▶ Text excerpt
Data service line — documentation suite blueprint
Status: Proposal (ideation output) Prepared by: ce-ideate (grounded in repo templates, Google Drive deliverables, vault transcripts) Last updated: 2026-05-01
Suite architecture
Every Data service line deliverable should originate from a canonical template stored in this repo. The template is the source of truth; Google Docs are downstream convenience copies. Each template is paired with:
- A playbook — agent-executable instructions for filling the template (where data comes from, how to validate)
- A scaffold skill —
{doc-type}-initskill that copies the template, sets metadata, and asks for inputs - A QA checklist — embedded in the template (Appendix B pattern) as a pre-handoff gate
Guiding principle (from Uttam, Apr 2026 transcript)
“There shouldn’t be a document that comes out without coming out of some template. I feel like the types of documents we produce are pretty defined. And if they’re not, we should define them.”
Document taxonomy
14 document types organized into 4 categories. Each entry: current state, gap, priority, template status.
Category A: Discovery
| # | Document type | Frequency | Current state | Gap | Template |
|---|---|---|---|---|---|
| A1 | Data Source Discovery Memo (with Changelog + Schema Audit appendix + SLA) | Every new source | Has canonical template + init skill (PR #1026). Absorbed A2 (changelog), A4 (schema audit), and SLA/Data Contract into one document. | Changelog section, Schema Audit appendix, and SLA table need to be added to A1 template | 🟡 Upgrade |
| A3 | Executive-style Data Source Memo (one-pager) | Leadership briefs | Has playbook (data-source-memo-executive-style-playbook.md), no template | No canonical template for the compressed format | 🔴 Gap |
Category B: Investigation & quality
| # | Document type | Frequency | Current state | Gap | Template |
|---|---|---|---|---|---|
| B1 | Data Findings Memo (accuracy/quality investigation) | Per issue | Has template (data-findings-memo-template.md, 117 lines) | Missing “About this document” conventions, filename standard, QA checklist, init skill. Must prioritize readability and self-service. | 🟡 Upgrade |
| B2 | RCA Memo (incidents + KPI anomalies) | Per incident / anomaly | Has template (rca-memo-template.md). Consolidated B4 (KPI anomaly) as a subtype within B2 using Type metadata field. | Upgrade needed: conventions, QA checklist, plus expand to cover anomaly investigations | 🟡 Upgrade |
| B3 | Data Quality Assessment Report (periodic health check) | Monthly/quarterly | Nothing | Entirely ad-hoc | 🔴 Gap |
Category C: Technical design & architecture
| # | Document type | Frequency | Current state | Gap | Template |
|---|---|---|---|---|---|
| C1 | Modeling Design Doc (technical model design) | Per project | Nothing canonical | Ad-hoc Google Docs; no consistent format across clients. Vendor-agnostic. | 🔴 Gap |
| C2 | Semantic View Design Doc [Snowflake] | Per view | Has skill (data-improve-semantic-view), no template | Skill has instructions but no standalone fill-in template. Must be client-facing. Lives under vendor/snowflake/. | 🔴 Gap |
| C3 | Warehouse Architecture Assessment (platform recommendation) | Per assessment | Nothing canonical | Mixed formats; e.g., LMNT Warehouse Platform Assessment in Drive follows no repo template | 🔴 Gap |
| C4 | Technical Design Document (TDD) — Data | Per project | Has template (Technical Design Document Template (TDD) Data Template.md) | Obscure path; not in templates registry; needs upgrade to dashboard-spec quality | 🟡 Upgrade |
Category D: Definition & evaluation
| # | Document type | Frequency | Current state | Gap | Template |
|---|---|---|---|---|---|
| D1 | Metrics Definition Document | Per metric | Has template (metrics-definition-doc-template.md, 125 lines) | Missing “About this document” conventions, filename standard, QA checklist, init skill | 🟡 Upgrade |
| D2 | Golden Dataset Spec (evaluation datasets) | Per NL2SQL project | Has skill (data-create-golden-dataset), no template | Skill has question catalog structure but no canonical fill-in template | 🔴 Gap |
Category E: Migration & operations
| # | Document type | Frequency | Current state | Gap | Template |
|---|---|---|---|---|---|
| E1 | ETL Migration Plan (tool-to-tool migration) | Per migration | Nothing canonical | Migration plans differ per client; no template for cutover checklists, rollback plans | 🔴 Gap |
| E2 | Data Warehouse Migration Plan (platform-to-platform) | Per migration | Nothing canonical | Larger scope than ETL — schemas, permissions, historical data, consumers | 🔴 Gap |
| E3 | Data Platform Documentation (Google Sheet + companion markdown) | Every client | Has guides + skills (data-platform-doc). Hub that links to all other Data deliverables. | Sheet-based; needs a companion repo markdown template for the locked-metrics file | 🟡 Upgrade |
Consolidation notes
- A2 (Discovery Memo Update) → merged into A1 as a Changelog section (date-stamped entries for source changes)

▶ Entries
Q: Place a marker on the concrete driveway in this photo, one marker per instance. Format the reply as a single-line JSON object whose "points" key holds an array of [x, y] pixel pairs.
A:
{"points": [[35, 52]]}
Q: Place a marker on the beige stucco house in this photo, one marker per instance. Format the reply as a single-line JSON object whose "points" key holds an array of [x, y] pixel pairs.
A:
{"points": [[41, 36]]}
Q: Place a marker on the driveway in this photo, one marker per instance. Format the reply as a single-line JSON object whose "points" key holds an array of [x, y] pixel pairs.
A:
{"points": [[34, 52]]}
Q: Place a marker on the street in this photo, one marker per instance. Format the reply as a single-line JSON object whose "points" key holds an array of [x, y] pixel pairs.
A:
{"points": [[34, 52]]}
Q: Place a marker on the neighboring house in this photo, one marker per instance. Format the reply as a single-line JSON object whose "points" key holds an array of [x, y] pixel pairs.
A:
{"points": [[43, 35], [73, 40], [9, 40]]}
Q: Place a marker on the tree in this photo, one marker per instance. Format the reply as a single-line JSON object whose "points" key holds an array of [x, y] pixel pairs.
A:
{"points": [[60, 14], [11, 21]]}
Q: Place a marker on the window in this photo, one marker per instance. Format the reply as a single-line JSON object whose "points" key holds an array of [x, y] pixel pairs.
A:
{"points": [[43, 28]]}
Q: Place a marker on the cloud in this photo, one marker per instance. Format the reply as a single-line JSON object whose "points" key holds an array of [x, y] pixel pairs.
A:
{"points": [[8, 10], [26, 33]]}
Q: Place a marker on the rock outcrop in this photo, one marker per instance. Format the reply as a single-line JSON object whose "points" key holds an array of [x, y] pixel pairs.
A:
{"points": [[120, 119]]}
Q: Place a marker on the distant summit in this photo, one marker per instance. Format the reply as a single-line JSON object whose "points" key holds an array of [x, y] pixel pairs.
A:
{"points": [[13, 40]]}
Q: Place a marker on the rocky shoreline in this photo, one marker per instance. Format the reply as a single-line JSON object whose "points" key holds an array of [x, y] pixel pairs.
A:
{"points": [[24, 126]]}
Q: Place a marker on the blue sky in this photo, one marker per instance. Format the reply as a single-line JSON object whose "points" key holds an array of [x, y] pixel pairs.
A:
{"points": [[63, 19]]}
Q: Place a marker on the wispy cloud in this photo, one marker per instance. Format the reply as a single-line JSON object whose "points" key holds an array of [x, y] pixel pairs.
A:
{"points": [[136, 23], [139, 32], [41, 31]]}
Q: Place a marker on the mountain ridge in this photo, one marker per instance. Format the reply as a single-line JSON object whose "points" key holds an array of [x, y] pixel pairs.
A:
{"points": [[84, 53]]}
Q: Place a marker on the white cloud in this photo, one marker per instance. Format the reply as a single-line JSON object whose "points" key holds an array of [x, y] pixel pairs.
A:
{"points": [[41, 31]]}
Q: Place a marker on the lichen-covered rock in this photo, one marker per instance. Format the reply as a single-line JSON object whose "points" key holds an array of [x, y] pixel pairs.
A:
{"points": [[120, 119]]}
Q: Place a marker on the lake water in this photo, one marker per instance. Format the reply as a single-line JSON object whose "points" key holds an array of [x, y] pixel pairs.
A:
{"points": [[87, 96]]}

▶ Set of tasks
• A. Can you reproduce the passage of the documentation suite blueprint between "Data service line —" and "how to validate)", inclusive?
• B. Could you pick up the documentation suite blueprint and keep writing it from its last line?
The records have nothing to do with the documentation suite blueprint.

▶ Task-by-task answers
• A.
Data service line — documentation suite blueprint
Status: Proposal (ideation output) Prepared by: ce-ideate (grounded in repo templates, Google Drive deliverables, vault transcripts) Last updated: 2026-05-01
Suite architecture
Every Data service line deliverable should originate from a canonical template stored in this repo. The template is the source of truth; Google Docs are downstream convenience copies. Each template is paired with:
- A playbook — agent-executable instructions for filling the template (where data comes from, how to validate)

• B.
- A4 (Schema Audit) → merged into A1 as Appendix C (column-level per-table catalog)
- B4 (KPI Anomaly Detection) → consolidated into B2 (RCA) as a subtype, differentiated by a Type metadata field
[Incident / KPI Anomaly] - D2 (Data Contract/SLA) → consolidated into A1 §2 (Source and lineage) and §6 (Joins and caveats). No standalone SLA template.
- E2 (Data SOW) → removed from Data suite. Belongs to Sales/GTM. Referenced only in Related Artifacts tables.
- E1/E2 after consolidation: ETL migration and warehouse migration are distinct enough for separate templates under
migration/subfolder.
Gap summary
| Status | Count | Types |
|---|---|---|
| ✅ Done (canonical template + init skill) | 1 | A1 (Discovery Memo — needs Changelog, Schema appendix, SLA upgrade → 🟡 temporary) |
| 🟡 Upgrade needed (has template, needs conventions/QA/skill) | 4 | A1 (partial), B1, B2, C4, D1, E3 |
| 🔴 Gap (no template at all) | 9 | A3, B3, C1, C2, C3, D2, E1, E2, (plus E3 companion) |
Template quality principles
Every template in the suite should satisfy these checks. The principles are rooted in three proven traditions: the Minto Pyramid Principle (McKinsey’s framework for structured communication), MBB consulting slide/doc standards (action titles, SCR, MECE), and Stripe/Amazon developer docs (example-first, error docs as top-level content).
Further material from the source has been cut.